» **WHAT YOU HAVE TO DO**:
Express every line of the material below as a JSON list of strings, one string per line, with blank lines omitted. Leave the pictures out of your answer.

» **RECORDS FOR PROCESSING**:
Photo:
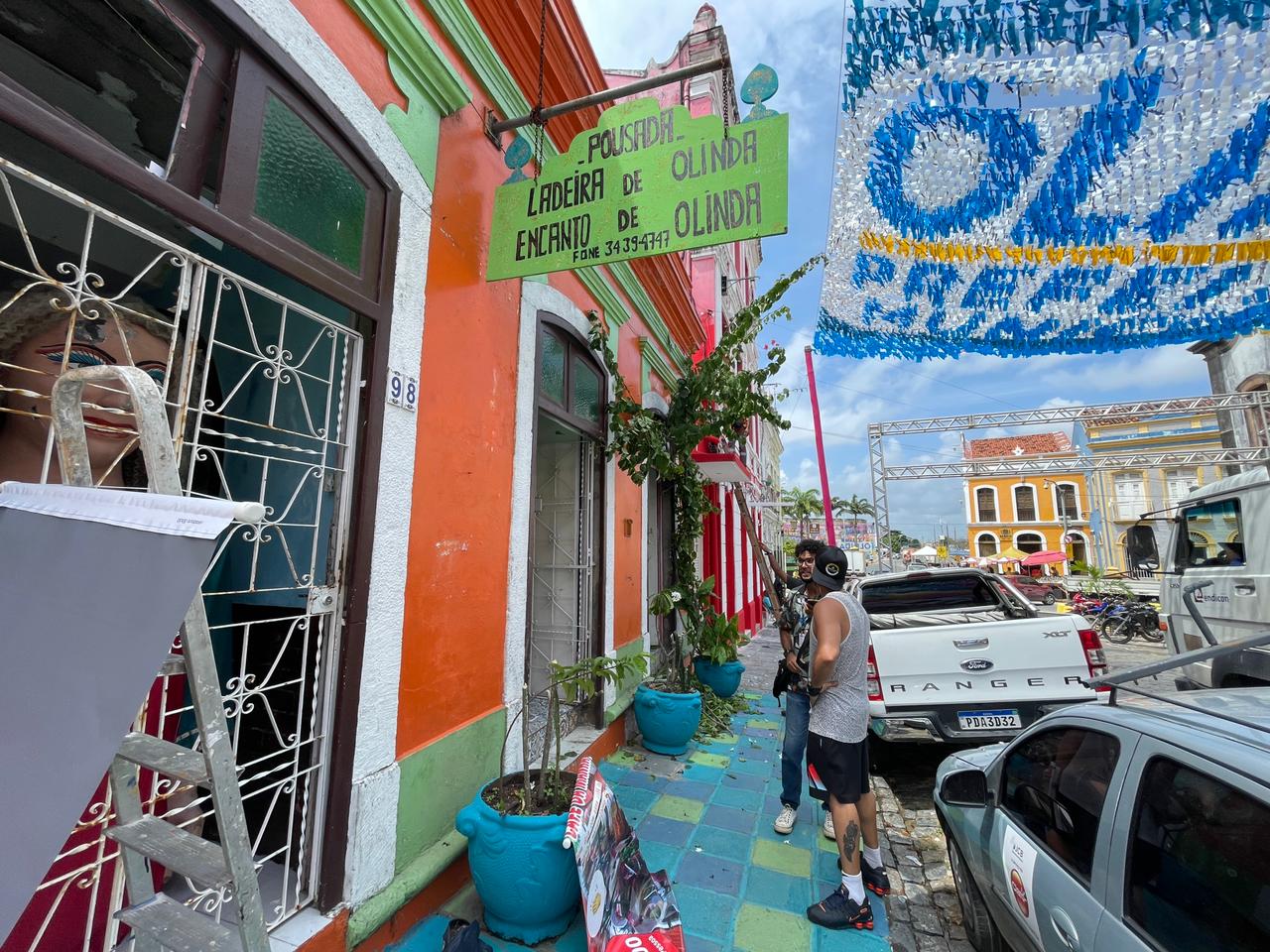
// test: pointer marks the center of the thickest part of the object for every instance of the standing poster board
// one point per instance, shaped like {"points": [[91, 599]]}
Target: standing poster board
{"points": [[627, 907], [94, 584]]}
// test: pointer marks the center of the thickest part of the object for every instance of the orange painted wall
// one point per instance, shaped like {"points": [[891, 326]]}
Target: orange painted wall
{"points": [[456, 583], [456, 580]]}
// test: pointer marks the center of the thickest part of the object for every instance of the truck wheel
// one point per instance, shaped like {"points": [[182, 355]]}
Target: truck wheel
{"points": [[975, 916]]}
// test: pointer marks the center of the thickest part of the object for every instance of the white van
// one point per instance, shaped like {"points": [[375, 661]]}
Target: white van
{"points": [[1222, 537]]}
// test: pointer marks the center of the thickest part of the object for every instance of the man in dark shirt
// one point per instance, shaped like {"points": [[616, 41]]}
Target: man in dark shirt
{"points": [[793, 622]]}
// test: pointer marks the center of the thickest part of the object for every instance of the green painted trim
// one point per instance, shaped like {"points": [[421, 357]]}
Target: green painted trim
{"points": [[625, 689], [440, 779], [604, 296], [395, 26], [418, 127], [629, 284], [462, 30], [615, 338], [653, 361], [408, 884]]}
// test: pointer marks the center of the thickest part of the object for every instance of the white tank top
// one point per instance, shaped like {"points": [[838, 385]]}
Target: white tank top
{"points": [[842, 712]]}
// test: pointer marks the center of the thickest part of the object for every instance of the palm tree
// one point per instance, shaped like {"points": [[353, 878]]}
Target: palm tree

» **OUTPUT FOR THIS EXERCISE**:
[
  "Photo:",
  "// test: pointer marks the center of the thickest part of the object for every instance of the standing poster board",
  "// one point per instance, shaped like {\"points\": [[91, 599]]}",
  "Target: standing poster board",
  "{\"points\": [[627, 907], [94, 584]]}",
  "// test: pointer marks the center of the thickest part of the object for every instance of the orange painted wall",
  "// one point per instance, shaped like {\"points\": [[891, 326]]}",
  "Target: orange painted wall",
  "{\"points\": [[456, 583], [456, 580]]}",
  "// test: pointer marks the center of the thickest part of the object for every instance of the truck wheel",
  "// one point per instance, shaped like {\"points\": [[182, 355]]}",
  "Target: truck wheel",
  "{\"points\": [[975, 916]]}",
  "// test: pointer marks the center of the thickest part of the object for every instance of the white van",
  "// one point per instance, shaped like {\"points\": [[375, 661]]}",
  "Target: white van",
  "{\"points\": [[1222, 537]]}",
  "// test: pointer marks the center of the thickest part of the object for every instance of the man in dark shirt",
  "// one point per instance, shaped like {\"points\": [[616, 41]]}",
  "Target: man in dark shirt",
  "{\"points\": [[793, 622]]}",
  "// test: pointer marks the center of the thickest part of the object for every instance of the green painted trim",
  "// one point per instance, shaped like {\"points\": [[421, 357]]}",
  "Target: green painted trim",
  "{\"points\": [[625, 689], [440, 779], [604, 296], [395, 26], [418, 127], [629, 284], [462, 30], [615, 338], [653, 361], [408, 884]]}",
  "// test: pointer marks the center of the thickest part of the object for every instance of the white tank top",
  "// one point per instance, shaped like {\"points\": [[838, 385]]}",
  "Target: white tank top",
  "{\"points\": [[842, 712]]}",
  "// test: pointer marks the center of the thickest part of the object for every instance of the palm tree",
  "// one point per instance, shaped like {\"points\": [[353, 878]]}",
  "Target: palm tree"
]